■ Zu erledigen:
[a] Was will Patel laut dem Text über Kash Patel und das FBI am ersten Tag seiner Amtszeit mit dem FBI-Hauptquartier in Washington tun?
[b] Stimmen die folgenden Aussagen mit dem Text über Kash Patel und das FBI überein? Antworten Sie jeweils mit Ja oder Nein und zitieren Sie die entscheidenden Worte des Textes.
(i) Das FBI ist in der Realität nach wie vor eine Hochburg konservativer weißer Männer.
(ii) Im Podcast von Steve Bannon kündigte Patel an, kritische Journalisten von seinen Maßnahmen auszunehmen.
(iii) Der Text hält es für wahrscheinlich, dass Trump die USA in einen faschistischen Staat umbaut.
[c] Führen Sie den Text über Kash Patel und das FBI nach seinem letzten Satz weiter.
***** Text zum Lesen *****
Hoover war ein fanatischer Kommunisten-Fresser, «aber er war auch ein Erbauer einer Institution; er glaubte an die Unabhängigkeit des FBI als einer überparteilichen Organisation», stellt Gage fest. Ganz anders Kash Patel, der von Trump nominierte Nachfolger von Wray. «Hoover pflegte das FBI als ‹Festung› gegen versteckte linke Verschwörungen, welche alle Bereiche des amerikanischen Lebens durchdringen, zu bezeichnen», so Gage. «In der Welt von Patel ist das FBI selbst die Verschwörung.»
Patel hat bereits verkündet, er werde, sollte er gewählt werden, am ersten Tag seiner Amtszeit das FBI-Hauptquartier in Washington schliessen lassen und in ein Museum für den Deep State verwandeln. Die Führungsetage sei total woke unterwandert, nannte er als Begründung. Eine absurde Behauptung, denn in der Realität ist das FBI nach wie vor eine Hochburg von konservativen weissen Männern.
Als blinder Loyalist von Trump wird Patel dessen Rachefeldzug gegen vermeintliche politische Gegner ohne zu zögern in die Tat umsetzen. Dabei kommt ihm die doppelte Funktion des FBI – Verbrecherjagd und Abwehr von inneren Feinden – zugute. Ob es ihm gelingen wird, Trumps Feinde – beispielsweise die Mitglieder der Kommission zur Abklärung des Sturms auf das Kapitol –, wie vom gewählten Präsidenten gefordert, ins Gefängnis zu bringen, ist fraglich. Doch er kann auf jeden Fall ihr Leben zur Hölle machen.
Das wird er auch auf jeden Fall tun. In einem Interview mit Steve Bannon auf dessen Podcast «War Room» hat er bereits angekündigt, er werde seine Agenten nicht nur auf Politiker und Strafverfolger hetzen, sondern auch auf kritische Journalisten. «Wir werden euch jagen, entweder straf- oder zivilrechtlich. Wir werden einen Weg finden», so Patel.
Trump mag ein Faschist sein, wie sowohl sein ehemaliger Stabschef und sein ehemaliger Oberbefehlshaber – beides übrigens honorige, konservative und hochdekorierte Generäle – bezeugt haben. Doch es wird ihm kaum gelingen, die USA in einen faschistischen Staat umzumodeln. Er ist jedoch gut unterwegs, wenn es darum geht, eine amerikanische Plutokratie, eine Herrschaft des Geldes, zu verwirklichen.
Von den vielen grotesken Widersprüchen, die sich im neuen Trump-Kabinett versammeln, ist die absurdeste wohl die Tatsache, dass diese Regierung vorgibt, die Interessen der einfachen Arbeiter zu vertreten – und gleichzeitig eine noch nie gesehene Ansammlung von Milliardären darstellt. Mit Elon Musk ist nicht nur der reichste Mann der Welt eine Art Schattenpräsident im Weissen Haus geworden.
***** Auszüge aus Datensätzen *****
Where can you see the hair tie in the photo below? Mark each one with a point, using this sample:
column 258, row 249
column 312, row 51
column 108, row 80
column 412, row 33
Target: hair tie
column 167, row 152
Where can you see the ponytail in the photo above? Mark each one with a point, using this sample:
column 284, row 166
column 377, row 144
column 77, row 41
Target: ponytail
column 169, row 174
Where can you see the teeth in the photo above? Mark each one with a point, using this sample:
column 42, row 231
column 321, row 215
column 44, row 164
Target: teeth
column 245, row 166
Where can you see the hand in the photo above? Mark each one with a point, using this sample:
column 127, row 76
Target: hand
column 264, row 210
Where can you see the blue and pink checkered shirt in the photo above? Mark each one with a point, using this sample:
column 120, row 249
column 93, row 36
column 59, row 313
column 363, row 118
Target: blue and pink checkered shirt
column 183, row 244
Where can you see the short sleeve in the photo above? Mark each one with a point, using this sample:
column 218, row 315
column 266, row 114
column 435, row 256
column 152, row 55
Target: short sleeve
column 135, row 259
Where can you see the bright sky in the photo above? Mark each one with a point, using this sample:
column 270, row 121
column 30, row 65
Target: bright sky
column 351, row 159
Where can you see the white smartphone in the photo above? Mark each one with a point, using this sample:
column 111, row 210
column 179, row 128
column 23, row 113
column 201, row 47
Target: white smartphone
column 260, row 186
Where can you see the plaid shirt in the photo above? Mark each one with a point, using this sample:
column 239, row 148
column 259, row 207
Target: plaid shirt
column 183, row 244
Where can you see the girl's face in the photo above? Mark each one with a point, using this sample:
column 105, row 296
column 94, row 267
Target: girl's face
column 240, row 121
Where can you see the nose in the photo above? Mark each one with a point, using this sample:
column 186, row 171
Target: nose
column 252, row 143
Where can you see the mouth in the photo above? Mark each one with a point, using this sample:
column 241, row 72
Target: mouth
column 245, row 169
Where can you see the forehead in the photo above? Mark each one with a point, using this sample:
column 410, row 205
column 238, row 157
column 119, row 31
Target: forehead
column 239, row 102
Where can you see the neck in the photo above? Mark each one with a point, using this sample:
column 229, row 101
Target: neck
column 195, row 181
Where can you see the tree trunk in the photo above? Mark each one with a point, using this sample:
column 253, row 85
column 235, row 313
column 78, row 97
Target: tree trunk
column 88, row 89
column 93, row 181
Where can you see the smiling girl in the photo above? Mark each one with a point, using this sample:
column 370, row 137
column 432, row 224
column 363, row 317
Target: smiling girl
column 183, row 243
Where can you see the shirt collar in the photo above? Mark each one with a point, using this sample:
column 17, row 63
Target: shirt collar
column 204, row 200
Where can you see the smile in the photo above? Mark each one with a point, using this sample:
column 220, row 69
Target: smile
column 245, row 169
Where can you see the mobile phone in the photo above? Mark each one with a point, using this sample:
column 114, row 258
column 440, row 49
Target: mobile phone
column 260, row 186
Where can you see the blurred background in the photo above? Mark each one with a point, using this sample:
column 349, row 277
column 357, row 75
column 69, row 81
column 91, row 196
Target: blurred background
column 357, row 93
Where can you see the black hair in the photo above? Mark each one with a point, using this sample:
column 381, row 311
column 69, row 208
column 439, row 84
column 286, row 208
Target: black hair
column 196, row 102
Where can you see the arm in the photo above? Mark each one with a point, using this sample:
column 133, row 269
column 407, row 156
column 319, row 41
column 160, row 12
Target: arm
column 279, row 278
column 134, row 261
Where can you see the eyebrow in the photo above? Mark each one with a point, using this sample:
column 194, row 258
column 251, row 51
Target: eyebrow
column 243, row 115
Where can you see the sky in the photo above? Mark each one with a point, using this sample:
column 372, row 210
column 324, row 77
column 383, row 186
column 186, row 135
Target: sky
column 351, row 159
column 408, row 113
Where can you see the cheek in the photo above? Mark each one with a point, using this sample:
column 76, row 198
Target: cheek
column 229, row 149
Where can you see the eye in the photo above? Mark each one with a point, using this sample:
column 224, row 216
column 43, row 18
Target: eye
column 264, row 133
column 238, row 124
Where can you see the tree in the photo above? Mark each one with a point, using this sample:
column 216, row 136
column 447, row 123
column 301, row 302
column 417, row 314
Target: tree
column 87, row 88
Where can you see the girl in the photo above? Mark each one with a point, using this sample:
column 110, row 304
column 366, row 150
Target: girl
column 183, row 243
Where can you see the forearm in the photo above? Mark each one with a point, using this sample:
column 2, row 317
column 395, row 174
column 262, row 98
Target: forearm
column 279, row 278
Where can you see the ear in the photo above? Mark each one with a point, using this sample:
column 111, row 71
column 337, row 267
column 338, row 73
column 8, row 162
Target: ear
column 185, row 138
*****
■ Schriftliche Antworten:
[a] Er will es schließen lassen und in ein Museum für den Deep State verwandeln.

[b]
(i) Ja: „in der Realität ist das FBI nach wie vor eine Hochburg von konservativen weissen Männern“
(ii) Nein: „er werde seine Agenten nicht nur auf Politiker und Strafverfolger hetzen, sondern auch auf kritische Journalisten“
(iii) Nein: „Doch es wird ihm kaum gelingen, die USA in einen faschistischen Staat umzumodeln.“

[c]
Trump hat bis dato mehr als ein halbes Dutzend Superreiche in seine Regierung geholt – und weitere könnten noch folgen. «Trumps Hof in Mar-a-Lago ist weniger eine künftige Regierung als ein Kasino, in dem die Währung Zugang und Sichtbarkeit ist», stellt Edward Luce in der «Financial Times» fest. «Und der Sultan ist zugänglich für Lob und Schmeicheleien.»
Bekanntlich ist Trump kein Ideologe. Ihn interessiert letztlich nur Geld. Deshalb hat er keine Mühe, selbst seine Fans schamlos über den Tisch zu ziehen. Er verkauft ihnen eine teure Bibel, die er zu einem Spottpreis in China drucken lässt, oder Turnschuhe, oder Schweizer Uhren, oder neuerdings gar ein Parfum.
Auch Kash Patel wird nachgesagt, dass er ebenfalls anstrebt, sehr reich zu werden. Wie sein Idol verfolgt er dieses Ziel ohne Rücksicht auf kaufmännische Moral. «Amerikas nominierter oberster Polizist ist auch ein Schlangen-Öl-Verkäufer», stellt Luce fest. «Unter anderem hat er Pillen vertrieben, die angeblich den Effekt der Covid-Impfung rückgängig machen sollen.»
Christopher Wray hat sich von seinen Mitarbeitern mit den folgenden Worten verabschiedet: «Ich denke, es ist das Beste, um zu verhindern, dass die Organisation noch tiefer in Schwierigkeiten gezogen wird.» Aus seiner Sicht mag dies zutreffen. In Sinne von Snyders Warnung vor einem vorauseilenden Gehorsam könnte sich dies jedoch als verhängnisvoller Irrtum erweisen.
Ich bin gespannt, wie lange es dauert, bis der eine oder andere dann irgendwann vielleicht doch noch klarer sieht.